Task statement: Once you find the line with "x=575, y=69" in the entries below, return exactly every line from it through the line with "x=250, y=620".
═══ Exercise inputs
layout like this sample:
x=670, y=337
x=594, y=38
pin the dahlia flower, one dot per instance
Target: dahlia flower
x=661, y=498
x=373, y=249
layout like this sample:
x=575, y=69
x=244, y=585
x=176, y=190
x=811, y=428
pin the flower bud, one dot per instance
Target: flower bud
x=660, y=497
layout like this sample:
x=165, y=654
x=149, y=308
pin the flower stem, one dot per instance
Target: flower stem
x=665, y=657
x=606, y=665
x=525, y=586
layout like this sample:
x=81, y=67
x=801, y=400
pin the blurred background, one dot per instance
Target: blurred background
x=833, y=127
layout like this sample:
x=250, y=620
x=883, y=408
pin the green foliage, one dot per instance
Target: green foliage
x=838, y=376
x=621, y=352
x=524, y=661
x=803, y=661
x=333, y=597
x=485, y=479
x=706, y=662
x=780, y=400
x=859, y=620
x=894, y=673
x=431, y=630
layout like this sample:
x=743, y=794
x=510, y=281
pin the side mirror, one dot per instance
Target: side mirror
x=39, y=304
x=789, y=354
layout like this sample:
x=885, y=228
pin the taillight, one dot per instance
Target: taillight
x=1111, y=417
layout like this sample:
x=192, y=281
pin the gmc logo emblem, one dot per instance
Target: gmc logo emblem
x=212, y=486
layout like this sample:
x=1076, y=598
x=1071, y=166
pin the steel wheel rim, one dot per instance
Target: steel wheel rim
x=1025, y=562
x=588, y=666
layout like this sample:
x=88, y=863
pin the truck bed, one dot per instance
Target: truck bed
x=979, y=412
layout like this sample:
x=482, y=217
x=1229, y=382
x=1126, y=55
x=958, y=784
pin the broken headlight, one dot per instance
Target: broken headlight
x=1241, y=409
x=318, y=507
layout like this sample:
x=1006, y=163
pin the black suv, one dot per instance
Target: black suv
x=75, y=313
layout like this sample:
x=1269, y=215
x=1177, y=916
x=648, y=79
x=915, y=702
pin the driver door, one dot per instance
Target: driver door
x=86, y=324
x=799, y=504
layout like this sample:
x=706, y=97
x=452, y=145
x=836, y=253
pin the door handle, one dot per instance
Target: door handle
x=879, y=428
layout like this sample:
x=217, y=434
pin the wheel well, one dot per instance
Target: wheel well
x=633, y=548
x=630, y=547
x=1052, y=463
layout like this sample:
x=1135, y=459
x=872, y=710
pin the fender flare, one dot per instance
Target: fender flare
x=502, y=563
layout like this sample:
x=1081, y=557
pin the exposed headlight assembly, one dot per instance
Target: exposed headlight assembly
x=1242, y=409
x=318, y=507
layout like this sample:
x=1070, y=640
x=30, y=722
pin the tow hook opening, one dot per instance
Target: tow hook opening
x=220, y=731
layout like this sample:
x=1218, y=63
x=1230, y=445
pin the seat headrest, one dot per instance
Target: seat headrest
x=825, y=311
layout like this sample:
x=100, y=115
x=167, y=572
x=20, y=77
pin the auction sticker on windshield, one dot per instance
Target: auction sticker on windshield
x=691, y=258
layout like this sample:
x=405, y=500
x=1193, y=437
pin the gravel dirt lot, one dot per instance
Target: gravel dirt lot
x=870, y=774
══════
Response box:
x=575, y=69
x=244, y=585
x=176, y=190
x=811, y=428
pin the flower bud, one dot per instance
Target: flower bud
x=660, y=497
layout like this sample:
x=165, y=654
x=149, y=308
pin the flower stem, one dot per instance
Target: flower stem
x=665, y=657
x=606, y=665
x=525, y=586
layout like this sample:
x=81, y=67
x=801, y=400
pin the blurred background, one dot per instance
Target: blurred background
x=833, y=127
layout like this sample:
x=250, y=620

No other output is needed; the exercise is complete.